=== Begin Enclosure ===
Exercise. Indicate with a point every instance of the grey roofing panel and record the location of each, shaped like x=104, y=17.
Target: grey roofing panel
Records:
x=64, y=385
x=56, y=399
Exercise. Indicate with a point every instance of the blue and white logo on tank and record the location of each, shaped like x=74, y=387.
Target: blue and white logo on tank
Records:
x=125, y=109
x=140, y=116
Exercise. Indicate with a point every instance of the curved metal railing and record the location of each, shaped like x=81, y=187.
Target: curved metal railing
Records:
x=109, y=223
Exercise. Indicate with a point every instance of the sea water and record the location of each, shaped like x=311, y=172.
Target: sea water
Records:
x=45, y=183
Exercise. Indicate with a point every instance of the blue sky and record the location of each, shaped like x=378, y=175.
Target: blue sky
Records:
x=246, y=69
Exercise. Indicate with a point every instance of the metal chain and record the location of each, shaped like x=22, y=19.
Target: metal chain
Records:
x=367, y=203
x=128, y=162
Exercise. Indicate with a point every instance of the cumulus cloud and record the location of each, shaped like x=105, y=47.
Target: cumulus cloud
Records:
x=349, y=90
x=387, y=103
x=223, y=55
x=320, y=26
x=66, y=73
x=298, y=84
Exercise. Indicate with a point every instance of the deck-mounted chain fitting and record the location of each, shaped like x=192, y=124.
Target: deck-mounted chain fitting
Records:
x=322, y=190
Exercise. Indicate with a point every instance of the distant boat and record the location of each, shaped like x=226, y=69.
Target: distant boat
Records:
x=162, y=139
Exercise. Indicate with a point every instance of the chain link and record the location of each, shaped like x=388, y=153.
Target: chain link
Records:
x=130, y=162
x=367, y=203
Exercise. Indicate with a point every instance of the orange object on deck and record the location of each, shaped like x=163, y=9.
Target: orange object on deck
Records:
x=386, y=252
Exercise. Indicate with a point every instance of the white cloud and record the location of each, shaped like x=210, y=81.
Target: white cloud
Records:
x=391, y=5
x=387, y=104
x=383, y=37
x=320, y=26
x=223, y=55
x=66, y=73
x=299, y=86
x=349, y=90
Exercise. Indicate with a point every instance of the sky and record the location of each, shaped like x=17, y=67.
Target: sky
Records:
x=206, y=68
=== End Enclosure ===
• [Directions for this task]: Everything from the line containing "Target: white cloud" through the last line above should be set down exactly; include no other lines.

• [Answer space]:
Target: white cloud
Records:
x=391, y=5
x=387, y=104
x=383, y=37
x=320, y=26
x=223, y=55
x=66, y=73
x=299, y=86
x=349, y=90
Exercise. Indicate with a point every instance of the sky and record the location of each, shaped like x=17, y=67.
Target: sky
Records:
x=206, y=68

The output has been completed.